• [EXERCISE DATA]:
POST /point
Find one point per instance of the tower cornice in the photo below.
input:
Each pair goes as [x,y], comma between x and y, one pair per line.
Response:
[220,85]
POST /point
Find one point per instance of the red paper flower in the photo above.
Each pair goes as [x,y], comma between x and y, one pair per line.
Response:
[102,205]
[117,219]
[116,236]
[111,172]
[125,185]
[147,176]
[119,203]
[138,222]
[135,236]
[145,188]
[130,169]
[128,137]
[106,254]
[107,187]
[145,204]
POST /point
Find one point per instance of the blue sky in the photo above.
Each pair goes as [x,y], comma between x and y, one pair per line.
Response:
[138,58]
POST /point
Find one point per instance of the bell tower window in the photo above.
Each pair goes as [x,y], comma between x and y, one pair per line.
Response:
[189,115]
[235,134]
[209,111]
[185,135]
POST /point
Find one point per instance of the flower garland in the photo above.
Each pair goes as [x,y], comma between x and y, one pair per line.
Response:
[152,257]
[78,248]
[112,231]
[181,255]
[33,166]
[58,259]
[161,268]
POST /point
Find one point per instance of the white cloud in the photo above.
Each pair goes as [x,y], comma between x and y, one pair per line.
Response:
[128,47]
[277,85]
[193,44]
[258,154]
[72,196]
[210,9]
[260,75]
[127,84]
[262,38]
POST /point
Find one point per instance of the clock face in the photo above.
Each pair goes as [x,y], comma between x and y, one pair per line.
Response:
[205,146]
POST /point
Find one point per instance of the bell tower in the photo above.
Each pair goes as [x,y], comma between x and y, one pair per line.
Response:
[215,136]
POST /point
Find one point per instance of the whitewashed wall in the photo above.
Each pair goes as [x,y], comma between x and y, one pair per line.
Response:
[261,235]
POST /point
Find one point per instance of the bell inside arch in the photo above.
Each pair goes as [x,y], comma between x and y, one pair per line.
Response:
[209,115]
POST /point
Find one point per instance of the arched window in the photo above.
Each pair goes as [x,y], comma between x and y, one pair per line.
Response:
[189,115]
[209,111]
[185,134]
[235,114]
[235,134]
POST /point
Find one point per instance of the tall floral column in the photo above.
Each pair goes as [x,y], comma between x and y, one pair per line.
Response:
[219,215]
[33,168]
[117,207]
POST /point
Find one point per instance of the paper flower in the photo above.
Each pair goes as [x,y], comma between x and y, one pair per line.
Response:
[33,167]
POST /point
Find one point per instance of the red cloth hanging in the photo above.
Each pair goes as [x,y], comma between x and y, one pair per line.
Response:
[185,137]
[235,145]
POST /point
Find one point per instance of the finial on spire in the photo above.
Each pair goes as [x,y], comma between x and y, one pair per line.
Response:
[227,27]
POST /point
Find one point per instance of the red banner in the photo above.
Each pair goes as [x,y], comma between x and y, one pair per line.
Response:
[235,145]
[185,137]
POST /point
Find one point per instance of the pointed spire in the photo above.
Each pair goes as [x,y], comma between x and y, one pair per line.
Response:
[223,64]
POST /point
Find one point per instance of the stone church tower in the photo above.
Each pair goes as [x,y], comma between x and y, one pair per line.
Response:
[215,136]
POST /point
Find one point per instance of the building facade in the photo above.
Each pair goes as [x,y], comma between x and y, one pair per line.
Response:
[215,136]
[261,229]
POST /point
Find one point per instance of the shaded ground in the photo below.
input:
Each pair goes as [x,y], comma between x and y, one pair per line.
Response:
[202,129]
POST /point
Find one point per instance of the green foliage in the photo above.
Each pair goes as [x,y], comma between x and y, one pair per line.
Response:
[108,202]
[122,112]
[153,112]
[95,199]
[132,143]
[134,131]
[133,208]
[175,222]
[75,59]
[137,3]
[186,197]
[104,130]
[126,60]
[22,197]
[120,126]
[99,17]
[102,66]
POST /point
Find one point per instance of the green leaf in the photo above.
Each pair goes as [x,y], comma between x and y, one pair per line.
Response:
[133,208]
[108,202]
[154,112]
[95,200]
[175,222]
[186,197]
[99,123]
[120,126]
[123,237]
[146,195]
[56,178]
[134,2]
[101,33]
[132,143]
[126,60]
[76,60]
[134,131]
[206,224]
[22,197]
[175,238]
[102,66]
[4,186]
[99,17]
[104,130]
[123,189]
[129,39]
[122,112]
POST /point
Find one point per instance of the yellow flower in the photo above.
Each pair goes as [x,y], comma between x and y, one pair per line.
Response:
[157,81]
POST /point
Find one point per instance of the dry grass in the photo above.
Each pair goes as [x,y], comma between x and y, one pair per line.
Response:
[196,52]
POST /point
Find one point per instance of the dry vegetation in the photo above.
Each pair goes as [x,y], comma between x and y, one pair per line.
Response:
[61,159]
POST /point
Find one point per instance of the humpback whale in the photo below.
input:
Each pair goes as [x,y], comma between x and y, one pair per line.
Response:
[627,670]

• [GOAL]:
Please reproduce each line exactly as written.

• [THE COMPLETED TASK]:
POST /point
Find one point per instance of the tower cornice in the photo below.
input:
Each pair goes as [x,y], comma between x and y, one pair per line.
Response:
[220,85]
POST /point
Find one point per instance of the red paper flower in the photo above.
Each pair goes as [x,y], comma between x and y, one pair per line.
Response:
[102,205]
[117,219]
[116,236]
[111,172]
[125,185]
[147,176]
[119,203]
[138,222]
[135,236]
[145,188]
[130,169]
[128,137]
[106,254]
[107,187]
[145,204]
POST /point
Find one point per instance of the blue sky in the photo above.
Each pair goes as [x,y], comma between x and y, one pair per line.
Response:
[138,58]
POST /point
Find one point per instance of the bell tower window in the photo above.
Each pair goes as [x,y], comma between x and y, one pair per line.
Response:
[189,115]
[235,134]
[209,111]
[185,135]
POST /point
Find one point per instance of the flower garland in the photo above.
Each pair goes as [x,y], comma between x and y, one pair per line.
Response:
[152,257]
[78,248]
[112,231]
[181,255]
[33,166]
[58,259]
[161,268]
POST /point
Find one point per instance of the white cloud in the photo above.
Each pair goes as [x,y], comma between x and y, one pair per line.
Response:
[128,47]
[277,85]
[193,44]
[258,154]
[72,196]
[210,9]
[260,75]
[127,84]
[262,38]
POST /point
Find one point per instance of the clock face in the photo above.
Each pair goes as [x,y], comma between x and y, one pair per line.
Response:
[205,146]
POST /point
Find one point per instance of the bell tower in the photo above.
Each pair goes as [x,y], comma between x and y, one pair per line.
Response:
[215,136]
POST /point
Find one point per instance of the whitewashed wall in the photo above.
Each pair goes as [x,y], comma between x and y, one pair per line.
Response:
[261,235]
POST /point
Find one point per instance of the bell inside arch in the photo above.
Each pair goes as [x,y], comma between x and y, one pair per line.
Response:
[209,115]
POST /point
Find one point per instance of the arched window in the photo above.
Each pair goes as [x,y], comma between x and y, one pair per line.
Response:
[189,115]
[209,111]
[185,134]
[235,114]
[235,134]
POST /point
Find one point per instance of the tall floral column in the photo above.
Each pair goes as [x,y], comma between x and y, one pair per line.
Response:
[219,215]
[33,168]
[117,207]
POST /point
Find one point per instance of the paper flower in the photo above.
Each pair goes as [x,y], comma between x and y, one pair per line.
Response:
[33,167]
POST /point
Find one point per instance of the red cloth hanging in the photo above.
Each pair goes as [x,y], comma between x and y, one pair per line.
Response:
[185,137]
[235,145]
POST /point
Find one point per instance of the finial on spire in the photo above.
Each pair goes as [x,y], comma between x and y, one pair per line.
Response:
[227,27]
POST /point
Find one point per instance of the red banner in the photo above.
Each pair goes as [x,y], comma between x and y, one pair per line.
Response:
[235,145]
[185,137]
POST /point
Find one point per instance of the pointed spire in the photo above.
Each pair goes as [x,y], comma between x and y, one pair per line.
Response:
[223,64]
POST /point
Find one point per instance of the stone church tower in the photo above.
Each pair goes as [x,y], comma between x and y, one pair per line.
Response:
[215,136]
POST /point
Find one point per instance of the building facade in the photo above.
Each pair goes as [x,y], comma between x and y, one pair per line.
Response:
[215,136]
[261,229]
POST /point
Find one point per instance of the shaded ground in the photo below.
input:
Each pair goes as [x,y], comma between x and y, one pair per line.
Response:
[202,129]
POST /point
Find one point per instance of the green foliage in the photo above.
Each pair goes as [x,y], comma between x and y, one pair per line.
Response:
[108,202]
[122,112]
[153,112]
[95,199]
[132,143]
[134,131]
[133,208]
[175,222]
[75,59]
[137,3]
[186,197]
[104,130]
[126,60]
[22,197]
[120,126]
[99,17]
[102,66]
POST /point
Find one point per instance of the green leaf in the photo above.
Each pair goes as [x,y], comma between x and y, one pair per line.
Response:
[133,208]
[108,202]
[154,112]
[95,200]
[175,222]
[186,197]
[99,123]
[120,126]
[123,237]
[146,195]
[56,178]
[134,2]
[101,33]
[132,143]
[126,60]
[76,60]
[134,131]
[206,224]
[22,197]
[175,238]
[102,66]
[4,186]
[99,17]
[104,130]
[123,189]
[129,39]
[122,112]
POST /point
Find one point per instance of the yellow flower in the photo above.
Each pair goes as [x,y], comma between x and y, one pair per line.
Response:
[157,81]
POST /point
Find one point per instance of the dry grass in the photo above.
Each pair goes as [x,y], comma between x and y, one pair per line.
Response:
[196,52]
POST /point
Find one point per instance of the dry vegetation in the photo above.
Each pair goes as [x,y], comma between x and y, one pair per line.
Response:
[61,159]
POST /point
Find one point per instance of the humpback whale in the photo below.
input:
Each pair goes as [x,y], comma between x and y, one pair per line.
Response:
[627,670]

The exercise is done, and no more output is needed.